===== Extracted entries

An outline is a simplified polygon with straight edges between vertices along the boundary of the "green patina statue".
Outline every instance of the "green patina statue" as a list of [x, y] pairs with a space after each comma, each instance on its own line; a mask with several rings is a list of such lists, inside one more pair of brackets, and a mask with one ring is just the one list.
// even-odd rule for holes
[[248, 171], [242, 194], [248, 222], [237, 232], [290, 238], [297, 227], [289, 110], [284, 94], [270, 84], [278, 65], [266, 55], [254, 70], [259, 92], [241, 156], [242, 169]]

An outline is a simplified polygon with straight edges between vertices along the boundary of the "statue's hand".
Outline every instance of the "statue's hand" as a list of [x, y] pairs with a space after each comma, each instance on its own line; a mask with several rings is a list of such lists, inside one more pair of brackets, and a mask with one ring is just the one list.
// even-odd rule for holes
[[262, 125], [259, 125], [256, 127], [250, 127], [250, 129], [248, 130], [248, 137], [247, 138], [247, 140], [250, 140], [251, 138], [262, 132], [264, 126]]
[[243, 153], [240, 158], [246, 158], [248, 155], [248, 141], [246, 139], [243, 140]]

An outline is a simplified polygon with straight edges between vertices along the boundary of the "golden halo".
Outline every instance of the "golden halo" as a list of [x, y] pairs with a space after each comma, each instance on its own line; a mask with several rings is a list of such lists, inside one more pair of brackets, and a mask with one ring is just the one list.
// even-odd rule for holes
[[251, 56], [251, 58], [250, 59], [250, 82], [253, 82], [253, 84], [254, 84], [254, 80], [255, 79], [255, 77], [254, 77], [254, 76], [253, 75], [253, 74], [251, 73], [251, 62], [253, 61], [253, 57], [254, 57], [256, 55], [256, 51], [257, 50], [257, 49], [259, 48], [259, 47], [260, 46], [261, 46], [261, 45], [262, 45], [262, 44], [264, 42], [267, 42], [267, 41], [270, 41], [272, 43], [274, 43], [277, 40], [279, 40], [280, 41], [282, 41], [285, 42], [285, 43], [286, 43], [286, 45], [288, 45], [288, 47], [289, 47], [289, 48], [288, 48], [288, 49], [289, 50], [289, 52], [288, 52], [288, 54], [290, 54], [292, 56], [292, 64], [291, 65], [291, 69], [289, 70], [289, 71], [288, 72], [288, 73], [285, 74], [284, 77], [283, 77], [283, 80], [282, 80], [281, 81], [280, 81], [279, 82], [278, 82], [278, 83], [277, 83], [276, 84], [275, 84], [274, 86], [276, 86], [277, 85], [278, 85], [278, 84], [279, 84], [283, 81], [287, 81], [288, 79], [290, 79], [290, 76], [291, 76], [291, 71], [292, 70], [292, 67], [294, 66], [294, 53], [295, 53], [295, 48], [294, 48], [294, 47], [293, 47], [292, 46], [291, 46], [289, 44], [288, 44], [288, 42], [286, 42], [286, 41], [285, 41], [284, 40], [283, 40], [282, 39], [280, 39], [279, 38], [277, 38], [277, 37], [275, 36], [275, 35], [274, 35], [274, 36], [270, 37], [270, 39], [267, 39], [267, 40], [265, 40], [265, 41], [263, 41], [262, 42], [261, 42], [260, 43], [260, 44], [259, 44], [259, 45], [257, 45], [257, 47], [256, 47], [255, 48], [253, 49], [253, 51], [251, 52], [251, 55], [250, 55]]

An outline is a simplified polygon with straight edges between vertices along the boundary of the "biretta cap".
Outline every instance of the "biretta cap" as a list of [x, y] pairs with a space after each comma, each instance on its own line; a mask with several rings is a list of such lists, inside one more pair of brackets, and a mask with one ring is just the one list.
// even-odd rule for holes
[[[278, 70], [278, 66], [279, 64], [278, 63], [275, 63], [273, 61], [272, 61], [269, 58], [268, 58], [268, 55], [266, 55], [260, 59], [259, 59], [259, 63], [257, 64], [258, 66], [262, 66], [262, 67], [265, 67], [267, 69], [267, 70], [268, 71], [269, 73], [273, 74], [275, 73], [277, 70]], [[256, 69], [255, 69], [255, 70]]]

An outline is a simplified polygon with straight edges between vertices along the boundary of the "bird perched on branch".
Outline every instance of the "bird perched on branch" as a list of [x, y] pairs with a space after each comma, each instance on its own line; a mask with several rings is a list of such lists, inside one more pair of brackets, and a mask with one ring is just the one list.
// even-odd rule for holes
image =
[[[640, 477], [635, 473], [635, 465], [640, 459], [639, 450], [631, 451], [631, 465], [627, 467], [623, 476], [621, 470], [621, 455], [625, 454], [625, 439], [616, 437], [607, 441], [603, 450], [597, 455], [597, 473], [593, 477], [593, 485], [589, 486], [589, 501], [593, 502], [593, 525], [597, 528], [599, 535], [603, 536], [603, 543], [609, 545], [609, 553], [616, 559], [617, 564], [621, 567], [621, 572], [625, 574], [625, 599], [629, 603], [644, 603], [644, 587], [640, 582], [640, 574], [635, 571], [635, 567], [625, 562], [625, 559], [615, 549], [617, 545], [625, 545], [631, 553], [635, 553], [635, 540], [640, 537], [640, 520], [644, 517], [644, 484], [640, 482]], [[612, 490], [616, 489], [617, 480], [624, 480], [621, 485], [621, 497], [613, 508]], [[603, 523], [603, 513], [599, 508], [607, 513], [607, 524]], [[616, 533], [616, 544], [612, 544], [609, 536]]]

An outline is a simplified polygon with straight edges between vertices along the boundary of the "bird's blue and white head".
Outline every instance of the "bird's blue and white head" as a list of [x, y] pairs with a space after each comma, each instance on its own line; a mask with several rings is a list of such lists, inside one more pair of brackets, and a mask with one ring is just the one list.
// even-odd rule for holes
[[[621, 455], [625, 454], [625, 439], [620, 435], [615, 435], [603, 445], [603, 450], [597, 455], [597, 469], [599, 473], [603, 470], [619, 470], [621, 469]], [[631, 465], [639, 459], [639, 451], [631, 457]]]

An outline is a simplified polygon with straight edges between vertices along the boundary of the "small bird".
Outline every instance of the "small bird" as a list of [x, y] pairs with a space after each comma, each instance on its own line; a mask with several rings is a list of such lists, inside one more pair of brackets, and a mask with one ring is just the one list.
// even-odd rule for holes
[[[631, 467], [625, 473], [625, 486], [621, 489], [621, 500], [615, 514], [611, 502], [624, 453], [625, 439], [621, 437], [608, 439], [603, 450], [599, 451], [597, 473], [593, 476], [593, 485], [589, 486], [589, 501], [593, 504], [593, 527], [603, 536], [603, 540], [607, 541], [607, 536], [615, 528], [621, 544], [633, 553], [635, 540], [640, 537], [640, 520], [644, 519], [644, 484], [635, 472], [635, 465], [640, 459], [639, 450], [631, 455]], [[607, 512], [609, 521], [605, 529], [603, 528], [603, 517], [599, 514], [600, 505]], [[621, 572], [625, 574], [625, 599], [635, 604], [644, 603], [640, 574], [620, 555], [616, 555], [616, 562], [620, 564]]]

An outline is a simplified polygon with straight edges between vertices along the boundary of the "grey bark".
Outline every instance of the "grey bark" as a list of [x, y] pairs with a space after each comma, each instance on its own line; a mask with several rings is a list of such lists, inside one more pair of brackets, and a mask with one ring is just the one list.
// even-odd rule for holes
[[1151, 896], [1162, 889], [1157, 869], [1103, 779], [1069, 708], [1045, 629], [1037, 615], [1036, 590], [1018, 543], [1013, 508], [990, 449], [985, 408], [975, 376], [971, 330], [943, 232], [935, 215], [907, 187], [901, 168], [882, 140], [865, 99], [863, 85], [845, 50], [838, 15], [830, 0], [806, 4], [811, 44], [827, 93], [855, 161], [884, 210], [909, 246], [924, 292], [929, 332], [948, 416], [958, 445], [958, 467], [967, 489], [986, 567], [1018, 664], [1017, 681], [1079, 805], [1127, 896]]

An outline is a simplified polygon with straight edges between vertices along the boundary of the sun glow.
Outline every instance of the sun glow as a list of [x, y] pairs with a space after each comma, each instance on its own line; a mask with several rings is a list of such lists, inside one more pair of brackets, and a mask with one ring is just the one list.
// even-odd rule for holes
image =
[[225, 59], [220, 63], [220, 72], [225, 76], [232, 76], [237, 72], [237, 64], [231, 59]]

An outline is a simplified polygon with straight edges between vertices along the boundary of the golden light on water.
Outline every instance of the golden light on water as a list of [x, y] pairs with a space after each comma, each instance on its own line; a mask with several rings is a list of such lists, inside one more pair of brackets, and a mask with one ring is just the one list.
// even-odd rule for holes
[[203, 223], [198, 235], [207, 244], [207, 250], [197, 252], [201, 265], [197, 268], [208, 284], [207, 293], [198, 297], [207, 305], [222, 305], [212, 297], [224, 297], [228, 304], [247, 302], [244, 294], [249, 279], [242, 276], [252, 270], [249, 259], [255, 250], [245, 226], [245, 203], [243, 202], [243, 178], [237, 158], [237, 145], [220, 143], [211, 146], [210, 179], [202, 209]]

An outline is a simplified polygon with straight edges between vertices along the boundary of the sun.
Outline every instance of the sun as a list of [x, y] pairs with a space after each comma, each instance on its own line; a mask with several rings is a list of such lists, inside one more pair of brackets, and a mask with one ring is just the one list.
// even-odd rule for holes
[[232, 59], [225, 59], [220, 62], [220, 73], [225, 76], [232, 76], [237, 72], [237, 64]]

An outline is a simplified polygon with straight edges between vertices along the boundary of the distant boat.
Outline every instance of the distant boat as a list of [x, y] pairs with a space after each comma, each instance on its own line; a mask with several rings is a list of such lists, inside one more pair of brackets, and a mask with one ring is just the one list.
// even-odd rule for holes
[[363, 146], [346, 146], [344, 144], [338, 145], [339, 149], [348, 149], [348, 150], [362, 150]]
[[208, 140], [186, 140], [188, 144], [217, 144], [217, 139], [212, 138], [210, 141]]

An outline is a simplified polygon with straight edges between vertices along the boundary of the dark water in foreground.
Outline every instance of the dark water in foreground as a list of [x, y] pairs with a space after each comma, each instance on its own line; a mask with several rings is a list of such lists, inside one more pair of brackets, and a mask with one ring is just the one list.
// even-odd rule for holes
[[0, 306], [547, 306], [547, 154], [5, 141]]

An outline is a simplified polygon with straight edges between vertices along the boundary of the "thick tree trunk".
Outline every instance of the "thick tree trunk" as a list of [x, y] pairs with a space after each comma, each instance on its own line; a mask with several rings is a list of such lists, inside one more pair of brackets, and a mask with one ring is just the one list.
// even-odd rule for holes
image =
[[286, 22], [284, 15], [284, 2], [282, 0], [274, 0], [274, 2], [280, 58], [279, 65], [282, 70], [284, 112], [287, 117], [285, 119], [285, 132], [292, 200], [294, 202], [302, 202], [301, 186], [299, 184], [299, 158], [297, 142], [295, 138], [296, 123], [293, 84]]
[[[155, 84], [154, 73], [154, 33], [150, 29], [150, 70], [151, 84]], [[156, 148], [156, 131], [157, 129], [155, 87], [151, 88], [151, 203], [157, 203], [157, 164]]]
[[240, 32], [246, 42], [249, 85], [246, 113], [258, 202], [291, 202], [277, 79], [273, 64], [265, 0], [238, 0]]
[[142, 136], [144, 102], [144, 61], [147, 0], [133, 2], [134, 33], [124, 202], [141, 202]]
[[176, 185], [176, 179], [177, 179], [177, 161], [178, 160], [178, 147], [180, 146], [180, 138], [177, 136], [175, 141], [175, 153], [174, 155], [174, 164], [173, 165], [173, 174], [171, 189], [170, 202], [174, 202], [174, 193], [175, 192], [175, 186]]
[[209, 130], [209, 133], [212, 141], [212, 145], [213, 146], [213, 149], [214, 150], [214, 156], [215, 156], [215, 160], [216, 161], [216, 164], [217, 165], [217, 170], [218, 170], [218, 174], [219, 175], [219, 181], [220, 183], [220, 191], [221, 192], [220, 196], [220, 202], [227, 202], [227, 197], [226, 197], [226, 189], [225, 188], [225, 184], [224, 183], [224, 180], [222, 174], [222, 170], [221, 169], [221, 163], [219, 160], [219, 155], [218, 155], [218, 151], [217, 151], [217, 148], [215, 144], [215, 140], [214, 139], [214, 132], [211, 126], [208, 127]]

==========

Task: Rewrite the records as a numbered list with blank lines dropped. Begin at the line that contains "light on water." and stop after the line that contains "72], [237, 64]]".

Result:
1. An outline is a simplified polygon with straight edges between vertices along the boundary of the golden light on water.
2. Outline every instance of the golden light on water as a list of [x, y] pairs with a space after each comma, each instance on its own line; a mask with several rings is a list of such lists, inside one more pair of brackets, and a mask with one ring is just the one list.
3. // even-odd rule for holes
4. [[203, 223], [198, 235], [207, 244], [207, 250], [197, 252], [201, 265], [197, 268], [208, 284], [207, 293], [198, 297], [207, 305], [222, 305], [212, 297], [224, 297], [228, 304], [247, 302], [244, 294], [249, 279], [242, 276], [252, 270], [249, 259], [255, 250], [245, 226], [245, 203], [243, 202], [243, 178], [237, 158], [237, 145], [220, 143], [211, 146], [210, 179], [202, 209]]
5. An outline is a simplified polygon with straight edges between vertices along the boundary of the sun.
6. Outline every instance of the sun as a list of [x, y] pairs with a space after each comma, each instance on its own line; a mask with several rings is a list of such lists, inside one more pair of brackets, and a mask with one ring is just the one list.
7. // even-odd rule for holes
8. [[232, 59], [225, 59], [220, 62], [220, 73], [225, 76], [232, 76], [237, 72], [237, 64]]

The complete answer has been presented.